» **Problem**
Please reproduce the part of the apartment-price notebook below between "- **city** - the" and "restaurants, colleges, pharmacies)", inclusive.

» **Extract provided**
#### Author: Victor Diallen Andrade do Amaral

# Table of Contents :
* [1. Introduction](#section1)
* [2. Importing Libraries](#section2)
* [3. Loading Datasets](#section3)
* [4. Data Analysis](#section4)
* [5. Data Visualization](#section5)
* [6. Machine Learning](#section6)
* [7. Conclusion](#section7)

<a id="section1"></a>
# Introduction

## Kaggle Dataset Link

https://www.kaggle.com/datasets/krzysztofjamroz/apartment-prices-in-poland?select=apartments_pl_2023_10.csv

## About Dataset

The dataset contains apartment offers from the 15 largest cities in Poland (Warsaw, Lodz, Krakow, Wroclaw, Poznan, Gdansk, Szczecin, Bydgoszcz, Lublin, Katowice, Bialystok, Czestochowa). The data comes from local websites with apartments for sale. To fully capture the neighborhood of each apartment better, each offer was extended by data from the Open Street Map with distances to points of interest (POI). The data is collected monthly and covers timespan between September 2023 and October 2023

## Variables Description

- **city** - the name of the city where the property is located
- **type** - type of the building
- **squareMeters** - the size of the apartment in square meters
- **rooms** - number of rooms in the apartment
- **floor** / floorCount - the floor where the apartment is located and the total number of floors in the building
- **buildYear** - the year when the building was built
- **latitude, longitude** - geo coordinate of the property
- **centreDistance** - distance from the city centre in km
- **poiCount** - number of points of interest in 500m range from the apartment (schools, clinics, post offices, kindergartens, -  - - restaurants, colleges, pharmacies)

» **Stored records**
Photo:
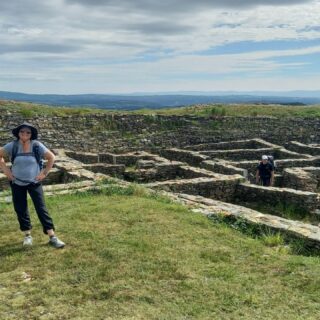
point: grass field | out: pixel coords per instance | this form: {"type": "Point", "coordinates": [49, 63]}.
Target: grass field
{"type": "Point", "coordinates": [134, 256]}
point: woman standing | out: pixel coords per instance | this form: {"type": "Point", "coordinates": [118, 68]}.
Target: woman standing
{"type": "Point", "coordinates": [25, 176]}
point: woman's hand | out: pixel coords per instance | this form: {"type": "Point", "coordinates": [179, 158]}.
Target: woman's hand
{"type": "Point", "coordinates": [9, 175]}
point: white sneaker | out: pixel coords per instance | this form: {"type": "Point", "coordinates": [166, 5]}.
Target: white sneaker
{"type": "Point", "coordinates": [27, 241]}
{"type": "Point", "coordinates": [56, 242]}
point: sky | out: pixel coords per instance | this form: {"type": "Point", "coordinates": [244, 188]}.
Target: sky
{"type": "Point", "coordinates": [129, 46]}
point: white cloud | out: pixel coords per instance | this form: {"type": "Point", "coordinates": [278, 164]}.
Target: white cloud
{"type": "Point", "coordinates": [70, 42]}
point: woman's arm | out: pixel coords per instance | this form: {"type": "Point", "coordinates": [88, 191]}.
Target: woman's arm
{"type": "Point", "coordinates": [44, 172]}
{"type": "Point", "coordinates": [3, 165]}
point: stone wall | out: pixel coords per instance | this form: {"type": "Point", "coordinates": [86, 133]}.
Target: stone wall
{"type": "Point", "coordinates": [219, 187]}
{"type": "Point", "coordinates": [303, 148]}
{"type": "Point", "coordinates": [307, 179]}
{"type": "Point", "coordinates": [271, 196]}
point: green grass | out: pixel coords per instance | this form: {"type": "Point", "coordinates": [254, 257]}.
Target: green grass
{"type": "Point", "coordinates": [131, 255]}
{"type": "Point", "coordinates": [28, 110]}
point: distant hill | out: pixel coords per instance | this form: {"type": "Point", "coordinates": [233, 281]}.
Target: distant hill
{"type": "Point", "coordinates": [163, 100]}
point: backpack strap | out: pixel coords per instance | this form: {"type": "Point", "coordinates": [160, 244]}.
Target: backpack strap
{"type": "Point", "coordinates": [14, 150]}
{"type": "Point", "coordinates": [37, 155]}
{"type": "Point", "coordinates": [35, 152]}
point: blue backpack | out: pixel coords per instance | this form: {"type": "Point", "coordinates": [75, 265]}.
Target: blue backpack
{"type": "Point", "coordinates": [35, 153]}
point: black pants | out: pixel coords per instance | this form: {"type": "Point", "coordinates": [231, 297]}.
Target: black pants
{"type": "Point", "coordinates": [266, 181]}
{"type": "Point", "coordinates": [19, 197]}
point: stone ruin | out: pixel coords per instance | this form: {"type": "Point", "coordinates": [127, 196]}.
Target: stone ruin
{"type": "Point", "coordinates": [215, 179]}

» **Task solution**
- **city** - the name of the city where the property is located
- **type** - type of the building
- **squareMeters** - the size of the apartment in square meters
- **rooms** - number of rooms in the apartment
- **floor** / floorCount - the floor where the apartment is located and the total number of floors in the building
- **buildYear** - the year when the building was built
- **latitude, longitude** - geo coordinate of the property
- **centreDistance** - distance from the city centre in km
- **poiCount** - number of points of interest in 500m range from the apartment (schools, clinics, post offices, kindergartens, -  - - restaurants, colleges, pharmacies)